WHAT THIS TASK INVOLVES
Please edit the rows from the line with "trace: upper floor window" to the line with "M245 26L256 1L85", changing "outline" to "polygon" and leaving everything else as it is. Return only those lines.

Shape labeling rows:
+--

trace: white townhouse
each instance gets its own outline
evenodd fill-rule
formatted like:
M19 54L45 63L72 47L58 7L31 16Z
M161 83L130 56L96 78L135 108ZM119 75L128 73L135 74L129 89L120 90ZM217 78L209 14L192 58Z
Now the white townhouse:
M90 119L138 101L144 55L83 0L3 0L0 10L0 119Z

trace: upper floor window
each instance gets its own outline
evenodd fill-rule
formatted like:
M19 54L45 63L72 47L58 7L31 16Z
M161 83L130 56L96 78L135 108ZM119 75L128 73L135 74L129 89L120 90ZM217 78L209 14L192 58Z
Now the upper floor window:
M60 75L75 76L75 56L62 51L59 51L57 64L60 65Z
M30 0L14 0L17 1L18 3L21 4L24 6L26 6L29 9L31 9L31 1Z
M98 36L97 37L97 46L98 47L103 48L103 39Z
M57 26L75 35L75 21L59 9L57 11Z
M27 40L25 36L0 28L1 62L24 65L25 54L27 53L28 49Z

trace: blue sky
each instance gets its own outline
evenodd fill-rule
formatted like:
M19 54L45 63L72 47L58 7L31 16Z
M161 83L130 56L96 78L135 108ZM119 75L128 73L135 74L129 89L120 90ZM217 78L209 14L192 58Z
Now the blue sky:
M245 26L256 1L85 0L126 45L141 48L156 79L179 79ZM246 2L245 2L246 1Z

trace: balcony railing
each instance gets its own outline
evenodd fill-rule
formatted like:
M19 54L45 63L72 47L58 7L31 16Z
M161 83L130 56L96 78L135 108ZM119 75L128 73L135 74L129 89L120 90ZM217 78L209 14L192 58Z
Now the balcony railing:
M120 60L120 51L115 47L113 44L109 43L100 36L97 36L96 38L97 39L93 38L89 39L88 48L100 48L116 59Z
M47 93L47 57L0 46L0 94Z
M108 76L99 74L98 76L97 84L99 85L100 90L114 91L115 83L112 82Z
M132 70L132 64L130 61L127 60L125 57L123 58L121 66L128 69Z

+--

FULL OUTPUT
trace: upper floor window
each instance gets its own polygon
evenodd fill-rule
formatted like:
M19 54L45 63L72 47L58 7L31 16Z
M161 83L130 56L96 78L135 108ZM119 75L128 73L135 74L129 89L120 90ZM217 78L209 14L192 58Z
Now the upper floor window:
M60 75L75 76L75 56L62 51L59 51L57 64L60 65Z
M30 0L14 0L17 1L18 3L21 4L24 6L26 6L29 9L31 9L31 1Z
M98 36L97 37L97 46L98 47L103 48L103 39Z
M57 26L75 35L75 21L59 9L57 11Z
M27 40L25 36L0 28L1 62L24 65L25 54L27 53L28 49Z

trace: blue sky
each instance gets its own polygon
evenodd fill-rule
formatted like:
M19 54L45 63L72 47L58 7L31 16Z
M161 83L130 56L96 78L135 108ZM119 75L128 73L135 74L129 89L120 90ZM217 78L209 14L192 58Z
Now the blue sky:
M245 26L256 1L85 0L126 45L141 48L156 79L179 79ZM246 2L245 2L246 1Z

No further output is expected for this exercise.